[Start Input for this task]

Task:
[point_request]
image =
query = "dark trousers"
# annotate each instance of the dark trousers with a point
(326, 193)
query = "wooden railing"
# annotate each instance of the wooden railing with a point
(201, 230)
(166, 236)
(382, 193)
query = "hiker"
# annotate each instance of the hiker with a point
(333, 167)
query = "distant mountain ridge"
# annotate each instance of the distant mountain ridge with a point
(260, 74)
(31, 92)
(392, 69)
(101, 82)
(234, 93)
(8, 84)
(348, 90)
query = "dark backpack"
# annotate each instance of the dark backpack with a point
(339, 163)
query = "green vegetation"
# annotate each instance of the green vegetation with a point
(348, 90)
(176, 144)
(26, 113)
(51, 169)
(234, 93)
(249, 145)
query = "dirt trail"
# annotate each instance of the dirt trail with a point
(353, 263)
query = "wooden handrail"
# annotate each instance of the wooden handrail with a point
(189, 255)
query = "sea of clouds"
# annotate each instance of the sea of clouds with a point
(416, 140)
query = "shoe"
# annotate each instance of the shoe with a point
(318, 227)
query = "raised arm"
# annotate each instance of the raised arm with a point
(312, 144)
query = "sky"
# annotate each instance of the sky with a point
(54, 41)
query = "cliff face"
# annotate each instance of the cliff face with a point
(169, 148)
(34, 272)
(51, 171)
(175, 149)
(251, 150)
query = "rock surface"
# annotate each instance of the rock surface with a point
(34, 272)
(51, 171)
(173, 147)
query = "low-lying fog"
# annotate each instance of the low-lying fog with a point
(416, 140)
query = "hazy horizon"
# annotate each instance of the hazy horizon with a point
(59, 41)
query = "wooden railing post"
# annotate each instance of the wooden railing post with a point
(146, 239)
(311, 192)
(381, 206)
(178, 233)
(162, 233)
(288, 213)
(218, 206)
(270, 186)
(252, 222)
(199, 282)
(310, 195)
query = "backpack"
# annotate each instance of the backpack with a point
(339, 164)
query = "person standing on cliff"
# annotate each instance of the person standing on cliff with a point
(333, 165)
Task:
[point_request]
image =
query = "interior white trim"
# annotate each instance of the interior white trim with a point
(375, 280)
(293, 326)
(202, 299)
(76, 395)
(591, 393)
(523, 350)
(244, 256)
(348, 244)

[End Input for this task]

▸ Instruction:
Extract the complete listing above, reproducing each line exactly.

▸ Written response:
Task:
[point_request]
image =
query = "dark trousers"
# annotate each instance of the dark trousers with a point
(326, 193)
query = "wooden railing"
# annotate each instance of the wooden railing with a point
(201, 230)
(166, 236)
(382, 193)
query = "hiker"
# annotate each instance of the hiker with a point
(333, 167)
query = "distant mountain ridge"
# annotate each instance of the distant mountain ridge with a point
(260, 74)
(31, 92)
(392, 69)
(101, 82)
(234, 93)
(8, 84)
(348, 90)
query = "dark backpack"
# annotate each instance of the dark backpack with a point
(339, 163)
query = "green vegetation"
# annotate each instance of the green vegetation with a point
(348, 90)
(176, 144)
(26, 113)
(51, 169)
(234, 93)
(249, 145)
query = "dirt trail"
# annotate each instance of the dirt trail with a point
(353, 263)
query = "wooden handrail"
# annotate each instance of the wooden handrail with a point
(189, 255)
query = "sea of clouds"
# annotate each instance of the sea of clouds with a point
(416, 140)
query = "shoe"
# annotate each instance of the shoe with a point
(318, 227)
query = "raised arm"
# annotate each instance of the raised arm with a point
(312, 144)
query = "sky"
# annotate each instance of the sky with a point
(54, 41)
query = "cliff face"
# annotate each instance of the cliff face with a point
(169, 148)
(34, 272)
(51, 171)
(175, 149)
(251, 150)
query = "rock surface"
# annotate each instance of the rock surface with a point
(34, 272)
(51, 171)
(173, 147)
query = "low-lying fog"
# annotate each instance of the low-lying fog with a point
(416, 140)
query = "hazy horizon"
# annotate each instance of the hazy horizon with a point
(59, 41)
query = "wooden railing post"
# annotate each instance of the wooden railing post with a point
(146, 239)
(311, 192)
(381, 206)
(178, 233)
(162, 233)
(288, 213)
(218, 206)
(270, 186)
(252, 222)
(199, 282)
(310, 195)
query = "backpack"
# annotate each instance of the backpack with a point
(339, 164)
query = "person standing on cliff"
# annotate each instance of the person standing on cliff with a point
(333, 165)
Task:
[point_request]
image =
query = "interior white trim"
# annotate each instance of the interior white trim with a point
(375, 280)
(293, 326)
(202, 299)
(76, 395)
(591, 393)
(523, 350)
(244, 256)
(348, 244)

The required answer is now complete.